■ GOAL ■
Report each line in the data below that contains the string "arched", copying every such line in full. Case counts when matching.

Excerpts from a location annotation dataset:
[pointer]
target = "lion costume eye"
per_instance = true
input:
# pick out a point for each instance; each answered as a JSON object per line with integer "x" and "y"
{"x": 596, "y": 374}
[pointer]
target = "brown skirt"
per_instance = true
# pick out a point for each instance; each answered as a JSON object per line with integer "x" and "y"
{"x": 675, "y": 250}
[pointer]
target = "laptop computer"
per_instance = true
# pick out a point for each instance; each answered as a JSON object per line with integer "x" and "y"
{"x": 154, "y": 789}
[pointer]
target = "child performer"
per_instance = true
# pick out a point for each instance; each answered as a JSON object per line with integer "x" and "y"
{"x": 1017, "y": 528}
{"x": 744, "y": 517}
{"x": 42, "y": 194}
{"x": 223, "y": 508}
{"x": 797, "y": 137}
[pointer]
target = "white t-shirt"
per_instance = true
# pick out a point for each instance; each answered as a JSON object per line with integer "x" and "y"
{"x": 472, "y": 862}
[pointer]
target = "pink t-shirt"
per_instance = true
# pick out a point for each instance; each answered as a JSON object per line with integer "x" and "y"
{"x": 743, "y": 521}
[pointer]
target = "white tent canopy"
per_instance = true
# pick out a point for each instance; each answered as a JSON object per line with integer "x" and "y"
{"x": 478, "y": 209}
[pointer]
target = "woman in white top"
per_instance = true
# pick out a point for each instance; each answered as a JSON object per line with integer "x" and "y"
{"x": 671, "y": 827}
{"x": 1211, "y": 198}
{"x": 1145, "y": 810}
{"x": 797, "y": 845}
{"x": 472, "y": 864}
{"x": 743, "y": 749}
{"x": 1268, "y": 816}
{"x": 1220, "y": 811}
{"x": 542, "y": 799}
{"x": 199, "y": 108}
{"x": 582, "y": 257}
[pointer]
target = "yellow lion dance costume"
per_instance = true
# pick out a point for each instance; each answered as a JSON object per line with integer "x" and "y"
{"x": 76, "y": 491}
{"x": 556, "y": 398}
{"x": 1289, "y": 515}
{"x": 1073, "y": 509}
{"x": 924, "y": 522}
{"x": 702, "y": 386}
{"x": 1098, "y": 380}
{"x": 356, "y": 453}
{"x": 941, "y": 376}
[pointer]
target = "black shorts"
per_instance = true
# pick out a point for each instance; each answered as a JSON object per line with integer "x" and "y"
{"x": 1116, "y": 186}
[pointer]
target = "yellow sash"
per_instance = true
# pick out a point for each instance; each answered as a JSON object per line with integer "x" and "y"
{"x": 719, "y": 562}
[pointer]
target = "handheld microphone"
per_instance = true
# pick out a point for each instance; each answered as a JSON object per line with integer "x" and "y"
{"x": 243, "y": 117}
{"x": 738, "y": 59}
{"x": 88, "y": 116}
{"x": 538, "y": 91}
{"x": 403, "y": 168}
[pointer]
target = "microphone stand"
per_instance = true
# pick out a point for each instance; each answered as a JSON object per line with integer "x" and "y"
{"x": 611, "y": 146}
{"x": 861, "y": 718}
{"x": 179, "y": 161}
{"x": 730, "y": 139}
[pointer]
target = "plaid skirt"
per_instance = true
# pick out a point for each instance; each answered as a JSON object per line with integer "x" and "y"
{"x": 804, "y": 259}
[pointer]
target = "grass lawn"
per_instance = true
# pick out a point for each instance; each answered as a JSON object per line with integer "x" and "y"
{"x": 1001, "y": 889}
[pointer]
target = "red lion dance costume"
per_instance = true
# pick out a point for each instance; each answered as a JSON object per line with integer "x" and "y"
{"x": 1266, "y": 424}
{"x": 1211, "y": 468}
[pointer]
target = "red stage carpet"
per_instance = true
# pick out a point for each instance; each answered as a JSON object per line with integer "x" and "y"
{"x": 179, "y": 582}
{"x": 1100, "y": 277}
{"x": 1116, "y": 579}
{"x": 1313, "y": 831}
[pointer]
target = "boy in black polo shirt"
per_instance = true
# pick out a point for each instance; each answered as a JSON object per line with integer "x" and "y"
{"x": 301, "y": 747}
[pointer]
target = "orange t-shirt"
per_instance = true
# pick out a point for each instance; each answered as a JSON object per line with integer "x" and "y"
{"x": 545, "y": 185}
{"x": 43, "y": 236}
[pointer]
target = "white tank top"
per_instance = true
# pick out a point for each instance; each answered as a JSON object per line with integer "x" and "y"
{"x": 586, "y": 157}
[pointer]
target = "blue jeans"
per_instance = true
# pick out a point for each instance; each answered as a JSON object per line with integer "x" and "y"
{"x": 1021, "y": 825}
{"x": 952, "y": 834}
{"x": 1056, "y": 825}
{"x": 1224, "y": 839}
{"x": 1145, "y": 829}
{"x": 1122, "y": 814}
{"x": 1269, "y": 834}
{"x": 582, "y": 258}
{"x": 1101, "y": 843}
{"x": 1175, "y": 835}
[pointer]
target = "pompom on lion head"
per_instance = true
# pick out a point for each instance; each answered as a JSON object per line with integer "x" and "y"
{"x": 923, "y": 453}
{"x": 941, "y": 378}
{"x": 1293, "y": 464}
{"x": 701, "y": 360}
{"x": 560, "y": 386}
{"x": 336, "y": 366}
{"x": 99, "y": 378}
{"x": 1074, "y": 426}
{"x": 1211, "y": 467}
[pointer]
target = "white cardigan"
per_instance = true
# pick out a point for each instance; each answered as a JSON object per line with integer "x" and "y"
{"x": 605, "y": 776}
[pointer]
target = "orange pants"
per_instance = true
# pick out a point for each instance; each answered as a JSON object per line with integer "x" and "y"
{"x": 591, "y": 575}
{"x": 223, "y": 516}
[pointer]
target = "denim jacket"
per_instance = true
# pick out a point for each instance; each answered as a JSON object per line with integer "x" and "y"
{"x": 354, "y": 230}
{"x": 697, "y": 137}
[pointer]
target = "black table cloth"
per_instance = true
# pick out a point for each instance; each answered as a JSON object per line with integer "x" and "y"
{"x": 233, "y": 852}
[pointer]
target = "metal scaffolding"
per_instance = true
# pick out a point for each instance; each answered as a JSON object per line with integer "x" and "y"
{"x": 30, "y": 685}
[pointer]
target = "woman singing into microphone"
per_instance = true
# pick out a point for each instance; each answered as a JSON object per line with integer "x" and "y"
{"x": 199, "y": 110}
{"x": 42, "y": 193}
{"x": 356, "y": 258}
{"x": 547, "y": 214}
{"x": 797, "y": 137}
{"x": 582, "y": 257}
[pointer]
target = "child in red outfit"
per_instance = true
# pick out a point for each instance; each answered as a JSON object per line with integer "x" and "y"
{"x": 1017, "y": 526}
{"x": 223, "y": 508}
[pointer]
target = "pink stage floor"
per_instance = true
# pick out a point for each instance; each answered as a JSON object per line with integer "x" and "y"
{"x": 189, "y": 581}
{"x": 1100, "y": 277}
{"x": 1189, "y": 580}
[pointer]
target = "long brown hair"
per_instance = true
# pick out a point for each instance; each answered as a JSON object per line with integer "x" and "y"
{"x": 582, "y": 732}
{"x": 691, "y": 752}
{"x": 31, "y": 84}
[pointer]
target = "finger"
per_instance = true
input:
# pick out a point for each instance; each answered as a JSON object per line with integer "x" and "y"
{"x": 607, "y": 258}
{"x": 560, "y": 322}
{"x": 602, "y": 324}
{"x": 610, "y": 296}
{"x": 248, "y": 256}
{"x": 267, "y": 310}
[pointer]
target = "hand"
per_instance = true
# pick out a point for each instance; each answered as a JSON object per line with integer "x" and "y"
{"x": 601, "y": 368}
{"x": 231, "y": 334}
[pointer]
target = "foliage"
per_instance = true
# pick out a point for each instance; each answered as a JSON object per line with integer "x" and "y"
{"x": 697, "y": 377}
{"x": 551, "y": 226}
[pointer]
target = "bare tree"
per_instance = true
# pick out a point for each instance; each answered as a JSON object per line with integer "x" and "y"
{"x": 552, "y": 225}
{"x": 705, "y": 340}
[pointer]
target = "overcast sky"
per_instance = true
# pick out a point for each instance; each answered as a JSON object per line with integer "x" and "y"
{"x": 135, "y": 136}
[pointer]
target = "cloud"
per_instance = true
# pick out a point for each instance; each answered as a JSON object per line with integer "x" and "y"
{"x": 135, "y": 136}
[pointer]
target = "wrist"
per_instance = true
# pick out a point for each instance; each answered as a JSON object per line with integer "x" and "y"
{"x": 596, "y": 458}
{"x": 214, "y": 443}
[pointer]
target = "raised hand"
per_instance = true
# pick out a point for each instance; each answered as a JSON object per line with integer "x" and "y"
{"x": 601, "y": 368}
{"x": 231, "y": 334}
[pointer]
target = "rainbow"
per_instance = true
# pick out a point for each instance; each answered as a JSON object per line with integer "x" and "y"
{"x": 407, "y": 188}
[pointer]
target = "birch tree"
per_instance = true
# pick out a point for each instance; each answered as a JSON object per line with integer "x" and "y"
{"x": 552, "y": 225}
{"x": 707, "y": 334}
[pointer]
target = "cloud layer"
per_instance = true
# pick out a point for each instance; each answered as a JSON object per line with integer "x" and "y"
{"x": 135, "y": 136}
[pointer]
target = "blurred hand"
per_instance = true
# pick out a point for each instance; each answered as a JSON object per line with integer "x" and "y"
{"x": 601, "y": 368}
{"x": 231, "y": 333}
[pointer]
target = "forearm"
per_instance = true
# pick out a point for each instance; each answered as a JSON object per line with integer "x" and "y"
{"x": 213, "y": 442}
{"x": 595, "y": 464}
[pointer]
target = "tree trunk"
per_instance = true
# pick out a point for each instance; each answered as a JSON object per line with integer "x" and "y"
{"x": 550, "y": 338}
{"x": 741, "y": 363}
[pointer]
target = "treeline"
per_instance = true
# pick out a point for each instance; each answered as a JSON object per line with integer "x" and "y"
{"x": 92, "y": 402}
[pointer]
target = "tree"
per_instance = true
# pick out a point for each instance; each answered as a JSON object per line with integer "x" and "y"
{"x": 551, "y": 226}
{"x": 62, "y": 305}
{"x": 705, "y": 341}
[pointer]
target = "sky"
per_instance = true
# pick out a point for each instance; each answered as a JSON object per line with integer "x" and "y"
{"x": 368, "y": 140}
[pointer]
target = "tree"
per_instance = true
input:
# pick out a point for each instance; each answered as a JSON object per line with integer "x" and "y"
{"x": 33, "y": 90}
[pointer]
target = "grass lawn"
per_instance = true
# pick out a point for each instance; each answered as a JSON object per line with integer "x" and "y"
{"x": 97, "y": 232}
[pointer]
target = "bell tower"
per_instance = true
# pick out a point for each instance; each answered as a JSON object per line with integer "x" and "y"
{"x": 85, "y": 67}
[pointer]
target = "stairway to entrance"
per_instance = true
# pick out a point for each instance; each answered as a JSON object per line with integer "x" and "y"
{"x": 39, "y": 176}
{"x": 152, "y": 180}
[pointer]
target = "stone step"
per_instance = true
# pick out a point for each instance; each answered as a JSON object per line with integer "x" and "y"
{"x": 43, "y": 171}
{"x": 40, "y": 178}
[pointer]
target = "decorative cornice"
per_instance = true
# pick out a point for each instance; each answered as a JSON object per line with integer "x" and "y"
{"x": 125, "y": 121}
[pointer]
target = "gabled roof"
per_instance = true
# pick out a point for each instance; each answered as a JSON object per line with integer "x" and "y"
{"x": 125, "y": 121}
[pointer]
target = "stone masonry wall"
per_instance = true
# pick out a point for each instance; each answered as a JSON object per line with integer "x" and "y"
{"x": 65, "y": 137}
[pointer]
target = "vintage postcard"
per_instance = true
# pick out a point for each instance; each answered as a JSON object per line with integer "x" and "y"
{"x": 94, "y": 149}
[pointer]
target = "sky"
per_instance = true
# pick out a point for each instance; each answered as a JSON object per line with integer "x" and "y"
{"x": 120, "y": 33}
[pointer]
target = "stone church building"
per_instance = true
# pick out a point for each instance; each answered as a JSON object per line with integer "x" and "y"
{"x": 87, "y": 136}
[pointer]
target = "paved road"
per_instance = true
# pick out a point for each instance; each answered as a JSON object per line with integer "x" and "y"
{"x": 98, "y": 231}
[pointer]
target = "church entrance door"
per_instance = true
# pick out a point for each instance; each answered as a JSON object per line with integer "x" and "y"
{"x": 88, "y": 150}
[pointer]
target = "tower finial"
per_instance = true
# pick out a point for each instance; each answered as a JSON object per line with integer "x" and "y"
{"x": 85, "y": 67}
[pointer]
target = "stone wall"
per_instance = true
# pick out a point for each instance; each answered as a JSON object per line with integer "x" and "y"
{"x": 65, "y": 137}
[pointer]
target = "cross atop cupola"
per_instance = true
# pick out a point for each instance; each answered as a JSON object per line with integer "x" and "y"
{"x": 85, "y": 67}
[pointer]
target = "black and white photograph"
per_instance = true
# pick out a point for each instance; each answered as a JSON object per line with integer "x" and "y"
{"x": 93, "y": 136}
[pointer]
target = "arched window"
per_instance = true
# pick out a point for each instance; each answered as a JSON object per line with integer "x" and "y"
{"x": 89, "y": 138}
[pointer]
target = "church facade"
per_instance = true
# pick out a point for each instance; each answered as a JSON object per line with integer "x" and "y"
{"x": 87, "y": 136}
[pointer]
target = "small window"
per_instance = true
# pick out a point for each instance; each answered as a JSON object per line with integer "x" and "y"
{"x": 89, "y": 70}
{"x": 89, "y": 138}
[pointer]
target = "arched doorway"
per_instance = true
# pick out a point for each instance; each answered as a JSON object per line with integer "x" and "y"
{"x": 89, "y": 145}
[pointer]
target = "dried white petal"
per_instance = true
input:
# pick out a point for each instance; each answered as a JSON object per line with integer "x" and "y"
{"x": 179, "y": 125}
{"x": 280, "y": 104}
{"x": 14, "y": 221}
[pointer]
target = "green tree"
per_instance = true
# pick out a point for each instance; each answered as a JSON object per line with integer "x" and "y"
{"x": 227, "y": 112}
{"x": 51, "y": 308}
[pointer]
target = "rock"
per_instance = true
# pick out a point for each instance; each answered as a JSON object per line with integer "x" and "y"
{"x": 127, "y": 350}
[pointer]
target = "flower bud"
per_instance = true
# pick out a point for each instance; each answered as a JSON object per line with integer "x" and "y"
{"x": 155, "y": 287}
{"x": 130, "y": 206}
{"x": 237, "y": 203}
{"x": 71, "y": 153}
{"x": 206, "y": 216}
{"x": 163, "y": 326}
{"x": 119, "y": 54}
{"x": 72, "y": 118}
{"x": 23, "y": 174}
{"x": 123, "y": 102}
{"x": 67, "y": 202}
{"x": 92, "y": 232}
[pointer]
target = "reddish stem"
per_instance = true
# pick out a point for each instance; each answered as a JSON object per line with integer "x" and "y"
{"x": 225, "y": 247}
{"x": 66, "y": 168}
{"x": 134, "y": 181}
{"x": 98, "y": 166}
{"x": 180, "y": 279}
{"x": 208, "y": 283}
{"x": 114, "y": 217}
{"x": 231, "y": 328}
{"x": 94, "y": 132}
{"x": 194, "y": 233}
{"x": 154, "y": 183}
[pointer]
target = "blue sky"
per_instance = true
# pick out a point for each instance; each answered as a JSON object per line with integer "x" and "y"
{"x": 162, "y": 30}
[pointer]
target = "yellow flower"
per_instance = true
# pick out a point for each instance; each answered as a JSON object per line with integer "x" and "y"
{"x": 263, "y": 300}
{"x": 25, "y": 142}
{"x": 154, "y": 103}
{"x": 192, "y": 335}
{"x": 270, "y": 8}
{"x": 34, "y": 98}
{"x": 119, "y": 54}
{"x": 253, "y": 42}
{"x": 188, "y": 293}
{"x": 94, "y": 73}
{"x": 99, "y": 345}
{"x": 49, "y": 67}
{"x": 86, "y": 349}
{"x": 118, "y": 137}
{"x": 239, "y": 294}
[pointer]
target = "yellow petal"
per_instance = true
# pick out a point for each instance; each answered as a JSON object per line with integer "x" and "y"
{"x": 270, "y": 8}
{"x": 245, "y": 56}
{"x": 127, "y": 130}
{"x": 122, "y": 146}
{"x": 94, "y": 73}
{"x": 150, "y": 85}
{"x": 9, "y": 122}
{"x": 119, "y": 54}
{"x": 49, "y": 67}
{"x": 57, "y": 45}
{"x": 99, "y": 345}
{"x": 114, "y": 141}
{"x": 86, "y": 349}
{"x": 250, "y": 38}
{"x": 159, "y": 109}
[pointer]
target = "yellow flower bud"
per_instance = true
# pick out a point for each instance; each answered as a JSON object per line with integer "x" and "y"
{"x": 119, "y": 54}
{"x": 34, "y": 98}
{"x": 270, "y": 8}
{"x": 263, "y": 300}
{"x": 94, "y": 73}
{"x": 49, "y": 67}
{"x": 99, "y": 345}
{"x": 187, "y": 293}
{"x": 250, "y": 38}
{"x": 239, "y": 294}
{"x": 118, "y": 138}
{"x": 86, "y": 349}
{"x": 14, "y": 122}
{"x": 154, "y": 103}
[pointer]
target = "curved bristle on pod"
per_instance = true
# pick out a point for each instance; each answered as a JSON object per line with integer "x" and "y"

■ REPLY ■
target = "arched window"
target = "arched doorway"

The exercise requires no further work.